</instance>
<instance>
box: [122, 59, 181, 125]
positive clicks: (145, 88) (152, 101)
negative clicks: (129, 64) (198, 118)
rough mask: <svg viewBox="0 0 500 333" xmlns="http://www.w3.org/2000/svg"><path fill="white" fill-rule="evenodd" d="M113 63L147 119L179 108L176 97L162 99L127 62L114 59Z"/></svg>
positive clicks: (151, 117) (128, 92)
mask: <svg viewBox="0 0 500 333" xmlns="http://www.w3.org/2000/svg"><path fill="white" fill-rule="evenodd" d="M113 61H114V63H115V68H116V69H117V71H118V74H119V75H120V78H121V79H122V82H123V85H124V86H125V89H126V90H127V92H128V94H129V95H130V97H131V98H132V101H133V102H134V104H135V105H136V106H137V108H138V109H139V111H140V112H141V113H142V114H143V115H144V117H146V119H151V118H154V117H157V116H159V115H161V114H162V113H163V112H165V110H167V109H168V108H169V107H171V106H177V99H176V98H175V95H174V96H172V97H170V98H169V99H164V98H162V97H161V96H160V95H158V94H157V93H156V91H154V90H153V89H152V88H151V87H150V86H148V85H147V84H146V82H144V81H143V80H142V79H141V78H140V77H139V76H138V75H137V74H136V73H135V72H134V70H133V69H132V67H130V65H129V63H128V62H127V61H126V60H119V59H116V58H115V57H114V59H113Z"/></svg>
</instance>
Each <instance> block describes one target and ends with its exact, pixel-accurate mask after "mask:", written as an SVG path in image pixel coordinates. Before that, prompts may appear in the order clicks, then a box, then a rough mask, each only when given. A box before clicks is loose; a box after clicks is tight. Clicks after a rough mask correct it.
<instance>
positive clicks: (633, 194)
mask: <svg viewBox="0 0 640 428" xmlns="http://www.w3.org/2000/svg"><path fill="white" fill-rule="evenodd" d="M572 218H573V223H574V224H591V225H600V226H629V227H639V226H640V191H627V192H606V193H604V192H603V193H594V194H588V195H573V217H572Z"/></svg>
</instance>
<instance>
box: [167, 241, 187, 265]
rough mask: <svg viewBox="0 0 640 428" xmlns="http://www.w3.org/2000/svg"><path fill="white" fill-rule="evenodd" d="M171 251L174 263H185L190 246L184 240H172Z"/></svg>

* _TASK BRIEF_: Copy each line of the material exactly as written.

* _RESPONSE BELOW_:
</instance>
<instance>
box: [122, 59, 181, 125]
positive clicks: (145, 88) (152, 101)
negative clicks: (129, 64) (198, 118)
rough mask: <svg viewBox="0 0 500 333" xmlns="http://www.w3.org/2000/svg"><path fill="white" fill-rule="evenodd" d="M113 63L147 119L179 108L176 97L162 99L127 62L114 59Z"/></svg>
positive clicks: (151, 117) (128, 92)
mask: <svg viewBox="0 0 500 333" xmlns="http://www.w3.org/2000/svg"><path fill="white" fill-rule="evenodd" d="M113 61H114V63H115V68H116V69H117V71H118V74H119V75H120V78H121V79H122V82H123V85H124V86H125V89H126V90H127V92H128V94H129V95H130V97H131V98H132V101H133V102H134V104H135V105H136V106H137V108H138V109H139V111H140V112H141V113H142V114H143V115H144V117H146V119H151V118H154V117H157V116H159V115H161V114H162V113H163V112H165V110H167V109H168V108H169V107H171V106H177V99H176V98H175V95H174V96H172V97H170V98H169V99H164V98H162V97H161V96H160V95H158V94H157V93H156V91H154V90H153V89H152V88H151V87H150V86H148V85H147V84H146V82H144V81H143V80H142V79H141V78H140V77H139V76H138V75H137V74H136V73H135V72H134V70H133V69H132V67H130V65H129V63H128V62H127V61H126V60H119V59H116V58H115V57H114V59H113Z"/></svg>
</instance>
Each <instance> block describes one target and ends with its exact, pixel-accurate mask after "mask:", written as an SVG path in image pixel coordinates. Before that, prompts may appear in the order clicks, then a box, then a rough mask, each only when given. A box before clicks is loose; a box after clicks is tight. Clicks after a rough mask correct it.
<instance>
positive clicks: (633, 194)
mask: <svg viewBox="0 0 640 428" xmlns="http://www.w3.org/2000/svg"><path fill="white" fill-rule="evenodd" d="M572 218H573V223H574V224H591V225H600V226H629V227H639V226H640V191H627V192H606V193H604V192H603V193H594V194H588V195H573V217H572Z"/></svg>
</instance>
<instance>
box: [167, 241, 187, 265]
rough mask: <svg viewBox="0 0 640 428" xmlns="http://www.w3.org/2000/svg"><path fill="white" fill-rule="evenodd" d="M171 251L174 263H185L190 246L184 240H172Z"/></svg>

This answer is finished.